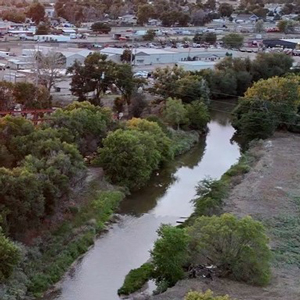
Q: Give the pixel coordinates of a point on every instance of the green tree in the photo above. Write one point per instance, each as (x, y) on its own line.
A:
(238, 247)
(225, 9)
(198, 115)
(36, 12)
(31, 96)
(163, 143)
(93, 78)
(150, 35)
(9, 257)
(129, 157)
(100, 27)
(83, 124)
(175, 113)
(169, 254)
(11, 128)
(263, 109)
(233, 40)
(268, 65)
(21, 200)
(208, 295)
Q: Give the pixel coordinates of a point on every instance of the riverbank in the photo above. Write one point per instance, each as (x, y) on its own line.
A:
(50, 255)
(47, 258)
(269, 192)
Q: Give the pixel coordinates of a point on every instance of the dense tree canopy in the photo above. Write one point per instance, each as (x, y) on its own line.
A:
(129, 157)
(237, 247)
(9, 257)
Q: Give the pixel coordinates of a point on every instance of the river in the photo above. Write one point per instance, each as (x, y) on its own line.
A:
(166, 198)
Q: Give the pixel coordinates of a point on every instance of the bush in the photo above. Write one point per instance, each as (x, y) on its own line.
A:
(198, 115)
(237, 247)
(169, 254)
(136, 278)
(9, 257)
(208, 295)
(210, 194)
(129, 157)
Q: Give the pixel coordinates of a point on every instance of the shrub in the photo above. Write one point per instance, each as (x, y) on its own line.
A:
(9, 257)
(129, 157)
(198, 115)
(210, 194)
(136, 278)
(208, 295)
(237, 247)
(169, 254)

---

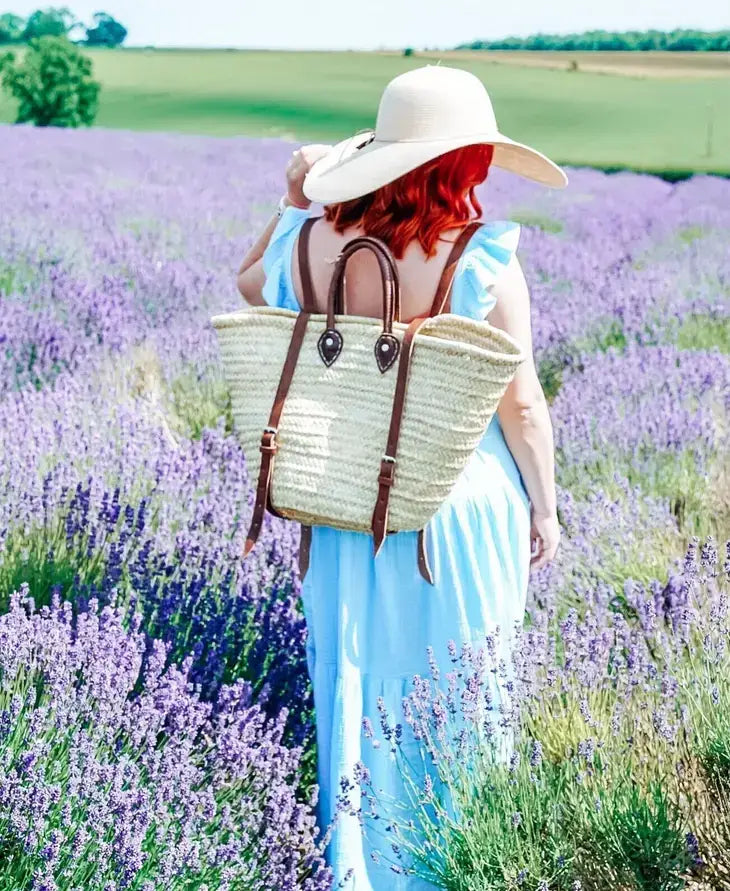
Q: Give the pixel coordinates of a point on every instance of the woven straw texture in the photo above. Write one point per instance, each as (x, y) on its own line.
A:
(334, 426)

**Your instructions:** Only the lines above from the line containing "of the green" through the line containing "of the riverbank" should be retyped, exactly and with both ends included.

**Answer to this task:**
Q: Give the pixel coordinates of a point on every instance of the green tree in the photo above. Write one point per instance, each as (x, y) on its own line.
A:
(238, 247)
(225, 9)
(198, 115)
(36, 12)
(31, 96)
(163, 143)
(93, 78)
(150, 35)
(9, 257)
(129, 157)
(100, 27)
(83, 124)
(175, 113)
(169, 254)
(11, 128)
(263, 109)
(233, 40)
(268, 65)
(21, 200)
(208, 295)
Q: Give the pixel coordinates of a point on every instance of the riverbank in the photo above. Write one point per instance, each as (x, y) on its own line.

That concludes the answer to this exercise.